SELECTED PASSAGE below:

Medieval European bestiaries described badgers as working together to dig holes under mountains. They were said to lie down at the entrance of the hole holding a stick in their mouths, while other badgers piled dirt on their bellies. Two badgers would then take hold of the stick in the badger's mouth, and drag the animal loaded with dirt away, in the fashion of a wagon. The moralizing component of bestiaries often took precedence over their function as natural history texts, and this description of badgers was likely understood as an allegory.

In German-speaking areas of Europe, badgers were traditionally used to predict the length of winter. This became the North American tradition of Groundhog Day.

The 19th-century poem "The Badger" by John Clare describes a badger hunt and badger-baiting.

Many modern works of literature feature badger characters. Some of the most notable are Kenneth Grahame's children's novel The Wind in the Willows (1908), Beatrix Potter's The Tale of Mr. Tod (1912), T. H. White's The Once and Future King (1958, written 1938–41), Fantastic Mr. Fox (1970) by Roald Dahl, Richard Adams's Watership Down (1972), and Brian Jacques's Redwall series (1986–2011).

End of SELECTED PASSAGE.

◆ **PROBLEMS TO WORK ON**
1 - List the titles of every modern literary work with badger characters that the passage on badgers in folklore and literature names.
2 - Copy out the stretch of the passage on badgers in folklore and literature from "In German-speaking areas" through "hunt and badger-baiting.", word for word.
3 - Continue the passage on badgers in folklore and literature from the point where it stops.

EXTRACTED INFORMATION below:

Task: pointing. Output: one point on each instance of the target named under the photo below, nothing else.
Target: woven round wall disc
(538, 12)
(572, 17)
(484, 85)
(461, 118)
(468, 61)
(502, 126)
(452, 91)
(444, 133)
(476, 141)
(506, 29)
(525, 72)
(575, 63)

End of EXTRACTED INFORMATION.

◆ **EXPECTED OUTPUTS**
1 -
The Wind in the Willows
The Tale of Mr. Tod
The Once and Future King
Fantastic Mr. Fox
Watership Down
Redwall

2 -
In German-speaking areas of Europe, badgers were traditionally used to predict the length of winter. This became the North American tradition of Groundhog Day.

The 19th-century poem "The Badger" by John Clare describes a badger hunt and badger-baiting.

3 -
Badgers also feature in visual media. A Flash Video called Badgers went viral in the early years of YouTube. The 2013 PC video game Shelter has the player control a mother badger protecting her cubs.

The badger is the state animal of the U.S. state of Wisconsin, and Bucky Badger is the mascot of the University of Wisconsin–Madison. The badger also serves as the mascot of Brock University in Ontario, Canada; The University of Sussex and St Aidan's College, both in England; and of the Hufflepuff house of Hogwarts in the fictional Harry Potter franchise.